## START

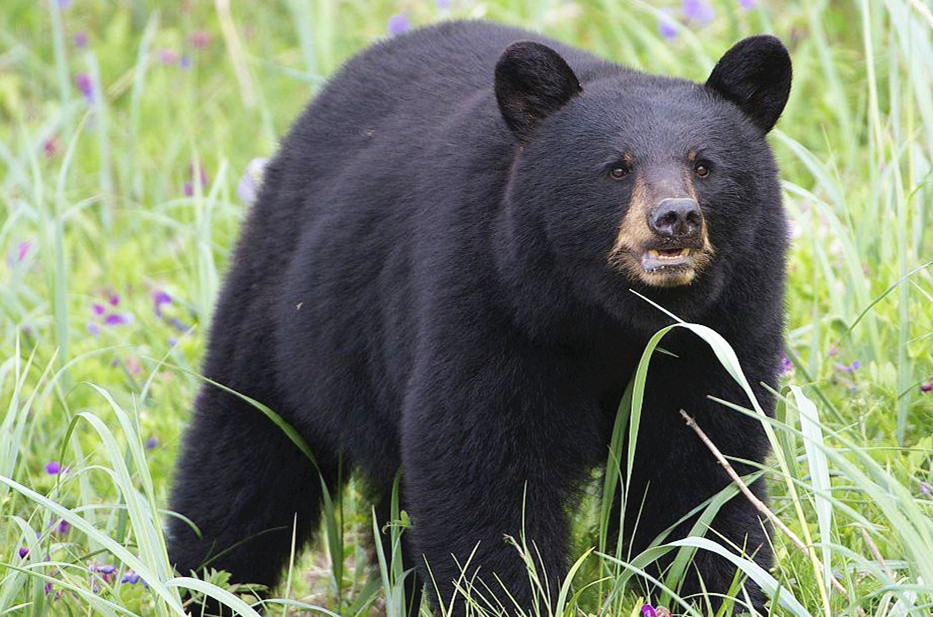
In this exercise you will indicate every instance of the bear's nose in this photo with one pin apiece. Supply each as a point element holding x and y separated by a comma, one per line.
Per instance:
<point>676,218</point>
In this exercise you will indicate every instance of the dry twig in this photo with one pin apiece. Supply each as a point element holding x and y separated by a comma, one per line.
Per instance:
<point>759,505</point>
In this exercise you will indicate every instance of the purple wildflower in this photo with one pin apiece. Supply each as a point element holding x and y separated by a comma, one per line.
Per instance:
<point>105,570</point>
<point>178,324</point>
<point>85,85</point>
<point>117,319</point>
<point>698,11</point>
<point>159,298</point>
<point>398,24</point>
<point>667,27</point>
<point>130,577</point>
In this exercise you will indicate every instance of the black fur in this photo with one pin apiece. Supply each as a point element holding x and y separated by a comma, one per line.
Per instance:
<point>421,287</point>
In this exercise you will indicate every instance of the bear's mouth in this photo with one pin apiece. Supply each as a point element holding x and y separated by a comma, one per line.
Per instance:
<point>658,259</point>
<point>663,266</point>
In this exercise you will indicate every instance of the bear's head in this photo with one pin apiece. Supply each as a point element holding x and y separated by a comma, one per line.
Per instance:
<point>638,181</point>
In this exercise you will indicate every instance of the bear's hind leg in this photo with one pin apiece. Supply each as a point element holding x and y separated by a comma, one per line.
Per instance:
<point>245,485</point>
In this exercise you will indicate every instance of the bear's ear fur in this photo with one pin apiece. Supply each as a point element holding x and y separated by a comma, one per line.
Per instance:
<point>755,75</point>
<point>532,82</point>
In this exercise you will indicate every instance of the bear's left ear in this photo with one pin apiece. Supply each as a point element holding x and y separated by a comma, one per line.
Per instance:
<point>755,75</point>
<point>532,82</point>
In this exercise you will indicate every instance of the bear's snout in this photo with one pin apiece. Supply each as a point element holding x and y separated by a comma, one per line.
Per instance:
<point>677,219</point>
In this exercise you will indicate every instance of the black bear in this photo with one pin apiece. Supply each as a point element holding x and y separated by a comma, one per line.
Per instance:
<point>438,278</point>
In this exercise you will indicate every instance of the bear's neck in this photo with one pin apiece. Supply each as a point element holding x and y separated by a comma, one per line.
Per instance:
<point>536,292</point>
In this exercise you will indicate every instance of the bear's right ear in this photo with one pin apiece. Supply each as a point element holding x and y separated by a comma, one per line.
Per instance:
<point>532,82</point>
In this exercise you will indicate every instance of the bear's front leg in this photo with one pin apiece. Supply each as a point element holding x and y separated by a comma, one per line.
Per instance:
<point>483,470</point>
<point>675,472</point>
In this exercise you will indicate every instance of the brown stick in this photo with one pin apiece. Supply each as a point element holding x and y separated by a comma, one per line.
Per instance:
<point>759,505</point>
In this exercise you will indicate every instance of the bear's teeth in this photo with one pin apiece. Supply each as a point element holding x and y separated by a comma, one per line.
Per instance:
<point>672,254</point>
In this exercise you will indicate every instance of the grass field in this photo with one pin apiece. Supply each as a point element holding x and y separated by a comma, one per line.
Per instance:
<point>125,128</point>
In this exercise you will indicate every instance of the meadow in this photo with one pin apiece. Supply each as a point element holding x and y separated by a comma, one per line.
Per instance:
<point>126,131</point>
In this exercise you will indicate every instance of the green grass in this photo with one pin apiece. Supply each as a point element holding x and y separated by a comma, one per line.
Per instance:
<point>93,197</point>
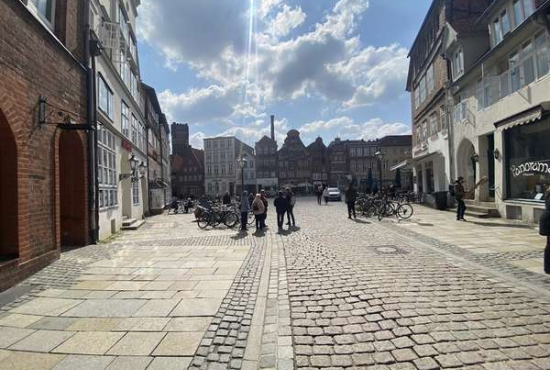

## END

GIVEN PROBLEM - Copy all of the records above word for word, leaving out the pictures.

WORKED SOLUTION -
In this exercise you will indicate every instance of the bear's nose in this photo with one pin apiece. Supply each as a point element holding x and y separated by a comma, one per line.
Per instance:
<point>676,218</point>
In this exercise you will indicate every instance of the dry twig in this photo with one pin apiece. Supply each as a point element holding x and y separated by a comma, one per line.
Per instance:
<point>759,505</point>
In this exercise you will indicate every instance of the purple wildflower in this photo with one pin apiece. Supply each as a point element holding x and y separated by a comma, one per line.
Per instance:
<point>105,570</point>
<point>178,324</point>
<point>85,85</point>
<point>117,319</point>
<point>698,11</point>
<point>159,298</point>
<point>398,24</point>
<point>667,27</point>
<point>130,577</point>
In this exercise you will indicate every instance of the black fur in this photo with one pin apiece. Supply each as a point element holding x and y separated by a comma, one per line.
Per instance:
<point>421,287</point>
In this exercise you will indicate every instance of the bear's mouth in this photo with one pin apiece. Supply each as a point element holding x and y separated by a comma, one per line.
Per instance:
<point>658,259</point>
<point>663,266</point>
In this exercise you will indicate every instance of the bear's head in this photo with one pin apiece. Supply each as a point element holding x and y separated by a comma, one per line.
Per instance:
<point>638,181</point>
In this exercise you will indicate every instance of the bear's hind leg in this photo with one pin apiece. Supply each as a point element holding x and y separated by a comma, one per line.
Per instance:
<point>245,485</point>
In this exercise you will indicate every instance of the bear's ear fur in this photo with one pin apiece. Supply each as a point element holding x and y separated by a comma, one per line.
Per instance:
<point>755,75</point>
<point>532,82</point>
In this exercise you will indicate every instance of the bear's left ear in this photo with one pin apiece. Supply each as a point element holding x and y separated by a comma, one per line.
Per instance:
<point>755,75</point>
<point>532,82</point>
In this exercise you will indicate every instance of the bear's snout in this photo with one pin apiece. Supply each as a point element holding x and y separated by a comma, one per line.
Per instance:
<point>677,219</point>
In this exercise you will indicate every instance of the black bear in this photo with one pin apiece. Supply each as a point element holding x and y separated by a comma, one per line.
Per instance:
<point>438,278</point>
In this exercise you will indicate every instance of the bear's neck in this photo with one pin apiece. Supply each as a point element holding x and y separated by a comma, one per line.
Per instance:
<point>536,292</point>
In this exercise you will indicate every instance of the bear's right ear in this photo with one pin apiece. Supply each as a point element holding x and y separated by a comma, one per line.
Per instance:
<point>532,82</point>
In this exercise you will indicate every instance of the bear's front leg in this photo with one pin apiece. Supply each as a point element holding x and y separated by a comma, one per line.
Per instance:
<point>483,470</point>
<point>675,472</point>
In this exercise you will indicate every instance of the brown stick in this photo with one pin apiece. Supply each as a point element holding x and y separated by a comma, one per line.
Per instance:
<point>759,505</point>
In this exercise you will indicate every instance of the bear's teeth in this photo with one pin apiece. Supply each as a point element holding x and y separated by a comma, one per line.
Per instance:
<point>672,254</point>
In this exercise you will indicate every instance of the grass field in this photo with one pin apiece. Supply each as a point element holding x and y separated by a comma, one per line.
Per instance:
<point>125,128</point>
In this exercise you will indicate every instance of the meadow in this photo with one pin apiece. Supply each as a point element holding x and y separated by a comma, one per line.
Per instance:
<point>126,131</point>
In this exercise you will indicate every instance of the green grass in this photo with one pin apiece. Supply each as a point element holding x and y separated by a comma, one per line.
Per instance:
<point>93,197</point>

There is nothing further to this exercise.